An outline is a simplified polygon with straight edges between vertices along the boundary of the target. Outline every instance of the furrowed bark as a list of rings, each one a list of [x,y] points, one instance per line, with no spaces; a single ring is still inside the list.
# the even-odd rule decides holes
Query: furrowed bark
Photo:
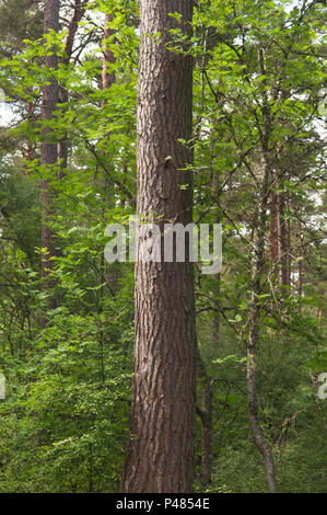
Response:
[[[178,12],[182,25],[168,15]],[[190,0],[141,0],[138,85],[138,215],[191,221],[192,65],[166,47],[189,33]],[[161,42],[155,34],[161,33]],[[180,188],[180,185],[187,185]],[[137,238],[140,238],[138,233]],[[195,307],[191,263],[136,263],[131,435],[122,492],[190,492],[195,433]]]

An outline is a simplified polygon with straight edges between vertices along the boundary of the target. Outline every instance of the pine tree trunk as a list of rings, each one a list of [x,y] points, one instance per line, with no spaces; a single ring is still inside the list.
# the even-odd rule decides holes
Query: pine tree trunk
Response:
[[[259,69],[262,76],[266,73],[265,52],[262,48],[258,50]],[[264,80],[265,83],[265,80]],[[266,440],[258,419],[257,408],[257,346],[259,341],[259,323],[260,323],[260,305],[259,295],[261,294],[261,276],[265,265],[265,232],[267,225],[267,208],[269,197],[269,176],[271,174],[271,160],[269,154],[269,137],[271,129],[270,106],[267,95],[265,95],[262,112],[262,169],[264,178],[260,188],[258,203],[258,227],[255,239],[255,255],[253,262],[252,277],[252,301],[249,309],[249,329],[247,342],[247,408],[248,422],[253,440],[262,456],[264,469],[267,485],[270,493],[277,492],[277,483],[275,476],[275,464],[270,444]]]
[[[79,23],[82,20],[85,13],[85,4],[82,4],[82,0],[75,0],[73,7],[73,13],[69,21],[68,25],[68,34],[65,39],[65,57],[62,58],[61,62],[66,66],[69,65],[72,56],[72,49],[74,44],[75,34],[79,28]],[[61,104],[67,104],[69,100],[68,91],[66,88],[59,88],[59,102]],[[66,107],[63,107],[66,110]],[[58,160],[60,161],[60,171],[58,172],[58,179],[62,179],[67,165],[68,165],[68,139],[67,135],[63,136],[58,141]]]
[[[59,0],[46,0],[44,7],[44,33],[48,33],[50,30],[58,32],[59,30]],[[54,53],[45,58],[45,67],[48,69],[57,69],[58,57]],[[50,80],[43,87],[43,101],[42,101],[42,119],[44,123],[50,121],[54,116],[56,105],[58,103],[58,83],[56,80]],[[48,128],[43,129],[43,141],[40,146],[40,163],[48,170],[51,170],[57,164],[57,141],[54,141],[50,137]],[[51,258],[56,255],[54,234],[49,228],[49,218],[52,215],[52,203],[51,194],[47,180],[42,181],[42,248],[47,249],[42,253],[42,277],[43,277],[43,289],[49,290],[54,286],[54,282],[50,278],[52,268]],[[56,299],[50,296],[49,307],[54,309],[56,307]],[[44,324],[45,321],[43,320]]]
[[[138,215],[191,220],[192,65],[166,48],[166,30],[188,33],[190,0],[141,0],[138,85]],[[161,33],[162,41],[154,41]],[[149,34],[151,36],[149,36]],[[188,185],[180,188],[180,185]],[[139,238],[139,234],[137,234]],[[124,492],[190,492],[195,433],[195,307],[192,267],[136,263],[136,346],[131,437]]]

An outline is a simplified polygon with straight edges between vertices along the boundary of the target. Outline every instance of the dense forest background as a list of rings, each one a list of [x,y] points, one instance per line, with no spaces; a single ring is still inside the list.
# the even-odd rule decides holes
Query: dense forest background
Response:
[[[48,27],[0,2],[0,492],[117,492],[135,278],[104,248],[136,211],[139,4],[62,0]],[[326,3],[198,0],[170,37],[194,220],[223,226],[221,272],[194,266],[195,491],[266,492],[269,447],[281,492],[326,493]]]

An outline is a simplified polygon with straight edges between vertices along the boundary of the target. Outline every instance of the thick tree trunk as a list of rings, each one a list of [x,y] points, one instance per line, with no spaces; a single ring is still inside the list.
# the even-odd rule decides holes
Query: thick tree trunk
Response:
[[[167,28],[189,32],[191,0],[141,0],[138,87],[138,215],[163,222],[191,220],[192,66],[166,48]],[[155,34],[161,33],[161,42]],[[183,170],[184,169],[184,170]],[[180,188],[180,185],[188,187]],[[140,234],[138,232],[138,242]],[[195,432],[195,307],[192,267],[136,263],[136,346],[131,437],[124,492],[190,492]]]
[[[50,30],[59,30],[59,0],[46,0],[44,7],[44,33]],[[58,57],[54,53],[45,58],[45,66],[48,69],[57,69]],[[56,80],[50,80],[43,87],[43,101],[42,101],[42,119],[46,124],[54,116],[54,112],[58,102],[58,83]],[[48,128],[43,130],[43,141],[40,146],[40,162],[47,169],[51,170],[57,164],[57,142],[52,140]],[[51,258],[55,256],[55,242],[54,234],[49,228],[49,218],[52,215],[51,194],[47,180],[42,181],[42,248],[47,249],[47,252],[42,253],[42,277],[43,289],[48,290],[54,286],[50,279],[52,268]],[[51,296],[49,298],[49,307],[56,307],[56,300]],[[43,322],[44,323],[44,322]]]

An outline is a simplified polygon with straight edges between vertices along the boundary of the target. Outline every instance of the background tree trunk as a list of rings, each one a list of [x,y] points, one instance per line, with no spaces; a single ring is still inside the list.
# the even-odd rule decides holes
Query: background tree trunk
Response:
[[[167,30],[180,27],[170,12],[182,15],[189,33],[190,0],[140,1],[138,215],[152,214],[161,229],[164,221],[188,224],[192,198],[191,172],[185,170],[192,154],[177,142],[191,136],[192,65],[189,56],[166,48]],[[191,264],[137,262],[133,403],[124,492],[191,491],[195,340]]]
[[[44,7],[44,33],[50,30],[58,32],[59,30],[59,0],[46,0]],[[45,57],[45,67],[48,69],[57,69],[58,57],[54,52],[52,55]],[[58,103],[58,83],[55,79],[46,81],[43,87],[43,101],[42,101],[42,119],[46,124],[54,116],[56,105]],[[47,169],[51,170],[57,164],[57,141],[49,137],[49,129],[45,126],[43,129],[43,142],[40,146],[40,163]],[[42,253],[42,277],[43,289],[48,290],[54,286],[54,282],[49,278],[52,263],[51,258],[56,254],[54,234],[49,228],[49,218],[52,214],[51,194],[47,180],[42,181],[42,248],[47,249]],[[50,296],[49,307],[56,307],[56,299]],[[44,324],[44,321],[42,321]]]

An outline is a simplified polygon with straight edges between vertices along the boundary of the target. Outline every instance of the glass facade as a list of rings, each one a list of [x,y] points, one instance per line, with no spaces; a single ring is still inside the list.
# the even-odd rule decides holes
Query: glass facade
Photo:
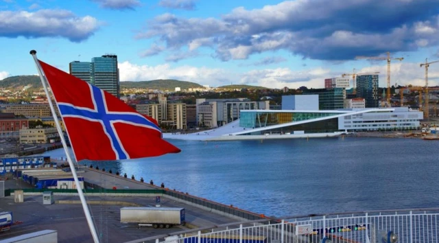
━━━━
Please copy all of the lines above verbatim, leaving out the pictures.

An outline is a simplified polygon with straight edges between vertices along the boundary of the target. Outline every instance of the furrowed bark as a list of rings, each one a list of [x,y] points, one instance per line, with no spaces; a single ring is still inside the list.
# the even-odd rule decides holes
Query: furrowed bark
Photo:
Response:
[[[178,12],[182,25],[168,15]],[[190,0],[141,0],[138,85],[138,215],[191,221],[192,65],[166,47],[189,33]],[[161,42],[155,34],[161,33]],[[180,188],[180,185],[187,185]],[[137,238],[140,238],[138,233]],[[195,307],[191,263],[136,263],[131,435],[122,492],[190,492],[195,433]]]

An outline is a simplified polygon with straight edges between vertices along the boundary of the target. Outline every instance of the pine tree trunk as a list of rings, each one a list of [x,y] points, one instance per line, with no spaces; a single ring is still inside the list.
# the even-odd rule decides holes
Query: pine tree trunk
Response:
[[[259,69],[262,76],[266,73],[265,52],[262,48],[258,50]],[[264,80],[265,83],[265,80]],[[266,440],[258,419],[257,408],[257,346],[259,341],[259,323],[260,323],[260,305],[259,295],[261,294],[261,276],[265,265],[265,232],[267,225],[267,208],[269,197],[269,176],[271,174],[271,160],[269,154],[269,137],[271,129],[270,106],[267,95],[265,95],[262,112],[262,169],[264,178],[260,188],[258,203],[258,227],[255,239],[255,255],[253,262],[252,277],[252,301],[249,309],[249,329],[247,342],[247,408],[248,422],[253,440],[262,456],[264,469],[267,485],[270,493],[277,492],[277,483],[275,476],[275,464],[270,444]]]
[[[79,23],[82,20],[85,13],[85,4],[82,4],[82,0],[75,0],[73,7],[73,13],[69,21],[68,25],[68,34],[65,39],[65,57],[62,58],[61,62],[66,66],[69,65],[72,56],[72,49],[74,44],[75,34],[79,28]],[[61,104],[67,104],[69,100],[68,91],[66,88],[59,88],[59,102]],[[66,107],[63,107],[66,110]],[[58,160],[60,161],[60,171],[58,172],[58,179],[62,179],[67,165],[68,165],[68,139],[67,135],[63,136],[58,141]]]
[[[59,0],[46,0],[44,7],[44,33],[48,33],[50,30],[58,32],[59,30]],[[54,53],[45,58],[45,67],[48,69],[57,69],[58,57]],[[50,80],[43,87],[43,101],[42,101],[42,119],[44,123],[50,121],[54,116],[56,105],[58,103],[58,83],[56,80]],[[48,128],[43,129],[43,141],[40,146],[40,163],[48,170],[51,170],[57,164],[57,141],[54,141],[50,137]],[[51,258],[56,255],[54,234],[49,228],[49,218],[52,215],[52,203],[51,194],[47,180],[42,181],[42,248],[47,249],[42,253],[42,277],[43,277],[43,289],[49,290],[54,286],[54,282],[50,278],[52,268]],[[56,299],[50,296],[49,307],[54,309],[56,307]],[[44,324],[45,321],[43,320]]]
[[[138,215],[191,220],[192,65],[166,48],[166,30],[188,33],[190,0],[141,0],[138,85]],[[161,33],[162,41],[154,41]],[[149,34],[151,36],[149,36]],[[188,185],[180,188],[180,185]],[[139,238],[139,234],[137,234]],[[124,492],[190,492],[195,433],[195,307],[192,267],[136,263],[136,346],[131,437]]]

An outline is a simplified polygon with straight edges between vertices along the boundary of the target. Outline every instance of the dense forest background as a list of rings, each one a list of [x,y] points, one instance per line, with no spaces; a single ring is still inside the list.
# the even-odd rule decides holes
Query: dense forest background
Response:
[[[48,27],[0,2],[0,492],[117,492],[135,278],[104,248],[136,211],[139,4],[62,0]],[[326,3],[198,0],[170,37],[194,220],[223,226],[221,272],[194,266],[195,491],[266,492],[269,447],[281,492],[326,493]]]

An outline is a simplified polygon with straight edges between vertices along the boundary of the target. Outline every instance of the thick tree trunk as a list of rings, each one a list of [x,y] points, one instance per line, with no spaces; a single ring is still inside the list.
# the even-odd rule decides holes
Query: thick tree trunk
Response:
[[[167,28],[189,32],[191,0],[141,0],[138,87],[138,215],[163,222],[191,220],[192,66],[166,48]],[[155,34],[161,33],[161,42]],[[183,170],[184,169],[184,170]],[[180,188],[180,185],[188,187]],[[140,234],[138,232],[138,242]],[[195,432],[195,307],[192,267],[136,263],[136,346],[131,437],[124,492],[190,492]]]
[[[50,30],[59,30],[59,0],[46,0],[44,7],[44,33]],[[58,57],[54,53],[45,58],[45,66],[48,69],[57,69]],[[56,80],[50,80],[43,87],[43,101],[42,101],[42,119],[46,124],[54,116],[54,112],[58,102],[58,83]],[[48,128],[43,130],[43,141],[40,146],[40,162],[47,169],[51,170],[57,164],[57,142],[52,140]],[[51,258],[55,256],[55,242],[54,234],[49,228],[49,218],[52,215],[51,194],[47,180],[42,181],[42,248],[47,249],[47,252],[42,253],[42,277],[43,289],[48,290],[54,286],[50,279],[52,268]],[[51,296],[49,298],[49,307],[56,307],[56,300]],[[43,322],[44,323],[44,322]]]

An outline is a simplified polygon with straight edges between vertices along the boundary of the target. Outline every instance of the background tree trunk as a list of rings, each one a list of [x,y] points, one instance per line, with no spaces; a single ring is still inside the list.
# the even-odd rule decides holes
Query: background tree trunk
Response:
[[[167,30],[180,27],[170,12],[182,15],[189,33],[190,0],[140,1],[138,215],[152,214],[161,229],[164,221],[188,224],[192,198],[191,172],[185,170],[192,154],[177,142],[191,136],[192,65],[189,56],[166,48]],[[191,264],[137,262],[133,403],[124,492],[191,491],[195,340]]]
[[[44,7],[44,33],[50,30],[58,32],[59,30],[59,0],[46,0]],[[45,57],[45,67],[48,69],[57,69],[58,57],[54,52],[52,55]],[[58,103],[58,83],[55,79],[46,81],[43,87],[43,101],[42,101],[42,119],[46,124],[54,116],[56,105]],[[47,169],[51,170],[57,164],[57,141],[49,137],[49,129],[45,126],[43,129],[43,142],[40,146],[40,163]],[[42,253],[42,277],[43,289],[48,290],[54,286],[54,282],[49,278],[52,263],[51,258],[56,254],[54,234],[49,228],[49,218],[52,214],[51,194],[47,180],[42,181],[42,248],[47,249]],[[50,296],[49,307],[56,307],[56,299]],[[44,324],[44,321],[42,321]]]

An outline is a simplified polygon with straight edges between vertices along the boundary of the target. Outline every instance of the glass facade as a list of rings, each one a list of [x,y] points, one instance per line, with no spaces; a single ring is still inside the list.
# the even-odd rule decides holes
Query: glass facade
Photo:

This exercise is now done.